■ WORK TO DO ■
Render every line of the items below as a numbered list, omitting blank lines. Leave the pictures out of your answer.

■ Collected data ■
"""

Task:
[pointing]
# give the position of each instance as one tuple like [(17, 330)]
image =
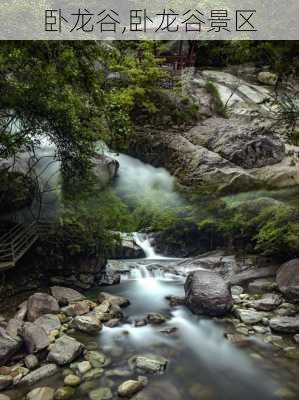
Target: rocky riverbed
[(139, 338)]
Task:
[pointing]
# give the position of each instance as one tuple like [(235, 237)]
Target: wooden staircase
[(15, 243)]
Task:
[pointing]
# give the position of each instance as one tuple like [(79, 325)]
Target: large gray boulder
[(287, 279), (39, 304), (8, 346), (49, 322), (65, 350), (66, 295), (207, 293), (41, 373), (35, 337), (87, 323), (285, 324), (41, 393)]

"""

■ COMPLETE ANSWER ■
1. Task:
2. [pointing]
3. # give the position of each instance as one tuple like [(17, 330)]
4. image =
5. Target: rocky riverbed
6. [(139, 338)]
7. Task:
8. [pointing]
9. # give the position of each instance as one tuple like [(235, 237)]
10. Target: wooden staircase
11. [(15, 243)]
12. Task:
13. [pointing]
14. # give the position of each instance as one tuple like [(79, 325)]
15. Target: large gray boulder
16. [(287, 279), (39, 304), (8, 346), (49, 322), (65, 350), (66, 295), (207, 293), (41, 373), (35, 337), (87, 323), (285, 324), (41, 393)]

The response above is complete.